Task directions
Write out word for word the part of the passage below on the St Paul's Cathedral study day that starts with "Canterbury, England (ENI)." and ends with "o wise clergy?".

Passage provided
[Start of Attachment]

Canterbury, England (ENI). The Anglican bishop of London, Richard Chartres, is to host a study day at St Paul’s Cathedral in the British capital to help clergy counter the influence of the scientist and atheist Richard Dawkins. A keynote speaker will be John Cornwell, the author of “Darwin’s Angel”, whose subtitle is, “An angelic riposte to ‘The God Delusion'”. Cornwell will advise clergy on how to respond to the claims of Dawkins at a time when the apparent polarisation between religion and science raises many questions for people of faith.
“Oh, no, don’t go in there! What if Dawkins’ evil questions make you think about what you believe? Dear God, no!” What’s wrong with people learning to think for themselves and find their own answers, o wise clergy?
From the schedule:
11.05 am God Without the Gaps
One consequence of the current science and religion debate is that it makes theology appear reactive and defensive. Professor Keith Ward has for many years worked on developing a scientifically literate approach to theology. Today he goes beyond the ‘God of the gaps’ to explore a positive theological approach to science and its role in Christian formation.

[End of Attachment]

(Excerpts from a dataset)
[Start of Attachment]

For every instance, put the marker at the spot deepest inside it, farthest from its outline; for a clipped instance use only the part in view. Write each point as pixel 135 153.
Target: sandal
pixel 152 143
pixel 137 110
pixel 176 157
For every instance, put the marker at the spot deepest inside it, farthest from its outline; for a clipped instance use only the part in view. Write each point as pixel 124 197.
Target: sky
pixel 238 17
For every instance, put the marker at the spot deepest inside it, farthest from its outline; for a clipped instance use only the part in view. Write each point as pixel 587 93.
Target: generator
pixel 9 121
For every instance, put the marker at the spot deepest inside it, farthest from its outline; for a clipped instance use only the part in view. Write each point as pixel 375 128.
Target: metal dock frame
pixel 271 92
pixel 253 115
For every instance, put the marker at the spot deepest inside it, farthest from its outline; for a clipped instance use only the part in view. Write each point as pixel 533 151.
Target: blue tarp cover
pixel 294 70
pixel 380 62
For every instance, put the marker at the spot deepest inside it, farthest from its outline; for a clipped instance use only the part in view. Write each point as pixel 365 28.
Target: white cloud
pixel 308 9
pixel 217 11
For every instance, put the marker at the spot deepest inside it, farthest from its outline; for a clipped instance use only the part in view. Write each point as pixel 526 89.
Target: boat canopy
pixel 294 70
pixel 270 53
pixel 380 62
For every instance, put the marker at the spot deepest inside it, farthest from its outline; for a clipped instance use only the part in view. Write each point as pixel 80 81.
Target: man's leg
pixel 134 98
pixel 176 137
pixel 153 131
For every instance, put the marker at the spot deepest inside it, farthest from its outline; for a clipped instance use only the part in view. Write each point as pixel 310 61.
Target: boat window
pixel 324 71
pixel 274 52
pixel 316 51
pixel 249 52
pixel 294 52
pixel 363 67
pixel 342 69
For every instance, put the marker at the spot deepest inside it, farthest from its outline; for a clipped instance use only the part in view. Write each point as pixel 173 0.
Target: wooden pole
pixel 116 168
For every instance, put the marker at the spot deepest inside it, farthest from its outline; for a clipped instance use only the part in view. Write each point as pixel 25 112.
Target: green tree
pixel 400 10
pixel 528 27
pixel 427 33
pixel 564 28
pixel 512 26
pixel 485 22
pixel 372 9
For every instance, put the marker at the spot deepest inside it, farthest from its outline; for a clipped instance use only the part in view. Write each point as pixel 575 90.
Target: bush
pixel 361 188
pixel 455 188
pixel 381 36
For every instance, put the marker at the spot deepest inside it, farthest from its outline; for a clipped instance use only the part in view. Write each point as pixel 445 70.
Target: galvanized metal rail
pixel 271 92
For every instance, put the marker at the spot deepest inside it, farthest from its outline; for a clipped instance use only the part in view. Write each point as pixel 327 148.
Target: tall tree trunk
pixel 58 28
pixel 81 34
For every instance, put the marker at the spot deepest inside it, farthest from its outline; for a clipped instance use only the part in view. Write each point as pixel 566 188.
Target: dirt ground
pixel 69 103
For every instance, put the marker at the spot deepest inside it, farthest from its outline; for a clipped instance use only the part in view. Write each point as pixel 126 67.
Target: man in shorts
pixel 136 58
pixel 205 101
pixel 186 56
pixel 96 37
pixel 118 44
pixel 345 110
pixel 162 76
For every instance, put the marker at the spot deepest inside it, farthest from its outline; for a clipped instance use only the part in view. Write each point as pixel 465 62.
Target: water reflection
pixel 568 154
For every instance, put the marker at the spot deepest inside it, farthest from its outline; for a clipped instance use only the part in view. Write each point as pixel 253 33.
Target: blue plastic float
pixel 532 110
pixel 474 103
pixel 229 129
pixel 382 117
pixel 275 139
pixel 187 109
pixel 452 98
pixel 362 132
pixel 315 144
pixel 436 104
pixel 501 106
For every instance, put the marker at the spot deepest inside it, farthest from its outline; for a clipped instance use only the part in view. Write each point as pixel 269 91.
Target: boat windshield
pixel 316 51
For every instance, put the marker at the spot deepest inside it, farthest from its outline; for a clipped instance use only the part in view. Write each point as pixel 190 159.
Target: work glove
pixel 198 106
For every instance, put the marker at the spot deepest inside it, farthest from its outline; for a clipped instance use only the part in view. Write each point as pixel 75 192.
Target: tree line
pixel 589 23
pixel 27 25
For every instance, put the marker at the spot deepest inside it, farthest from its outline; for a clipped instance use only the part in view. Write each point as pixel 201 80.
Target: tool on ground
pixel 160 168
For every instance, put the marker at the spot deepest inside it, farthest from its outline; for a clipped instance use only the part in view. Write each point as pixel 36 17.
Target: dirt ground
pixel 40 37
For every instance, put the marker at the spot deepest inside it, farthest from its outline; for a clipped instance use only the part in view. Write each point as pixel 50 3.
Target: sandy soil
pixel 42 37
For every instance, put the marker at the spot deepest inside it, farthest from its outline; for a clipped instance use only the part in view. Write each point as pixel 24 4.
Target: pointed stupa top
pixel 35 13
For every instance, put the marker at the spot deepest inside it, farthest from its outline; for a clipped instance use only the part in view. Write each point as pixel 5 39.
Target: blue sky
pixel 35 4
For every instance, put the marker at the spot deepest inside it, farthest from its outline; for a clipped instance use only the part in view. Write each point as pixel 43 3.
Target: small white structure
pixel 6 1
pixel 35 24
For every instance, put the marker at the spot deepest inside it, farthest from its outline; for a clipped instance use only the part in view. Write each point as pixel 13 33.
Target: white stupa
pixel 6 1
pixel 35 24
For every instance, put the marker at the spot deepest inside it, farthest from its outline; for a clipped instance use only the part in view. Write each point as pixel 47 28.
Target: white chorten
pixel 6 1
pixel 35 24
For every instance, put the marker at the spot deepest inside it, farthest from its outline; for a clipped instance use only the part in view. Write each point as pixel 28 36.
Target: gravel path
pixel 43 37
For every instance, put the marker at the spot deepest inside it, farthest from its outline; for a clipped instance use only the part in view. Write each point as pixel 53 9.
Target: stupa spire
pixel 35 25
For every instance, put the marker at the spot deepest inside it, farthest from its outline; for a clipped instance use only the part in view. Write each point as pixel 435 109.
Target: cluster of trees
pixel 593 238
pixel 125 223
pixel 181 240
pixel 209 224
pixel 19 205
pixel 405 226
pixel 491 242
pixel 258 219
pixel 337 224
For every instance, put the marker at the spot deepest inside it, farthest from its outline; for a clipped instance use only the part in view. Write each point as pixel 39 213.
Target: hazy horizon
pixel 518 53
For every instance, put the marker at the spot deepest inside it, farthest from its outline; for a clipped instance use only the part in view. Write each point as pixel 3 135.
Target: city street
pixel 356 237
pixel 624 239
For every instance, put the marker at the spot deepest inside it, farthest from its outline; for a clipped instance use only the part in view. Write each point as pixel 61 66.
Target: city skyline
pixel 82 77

[End of Attachment]

Reply
Canterbury, England (ENI). The Anglican bishop of London, Richard Chartres, is to host a study day at St Paul’s Cathedral in the British capital to help clergy counter the influence of the scientist and atheist Richard Dawkins. A keynote speaker will be John Cornwell, the author of “Darwin’s Angel”, whose subtitle is, “An angelic riposte to ‘The God Delusion'”. Cornwell will advise clergy on how to respond to the claims of Dawkins at a time when the apparent polarisation between religion and science raises many questions for people of faith.
“Oh, no, don’t go in there! What if Dawkins’ evil questions make you think about what you believe? Dear God, no!” What’s wrong with people learning to think for themselves and find their own answers, o wise clergy?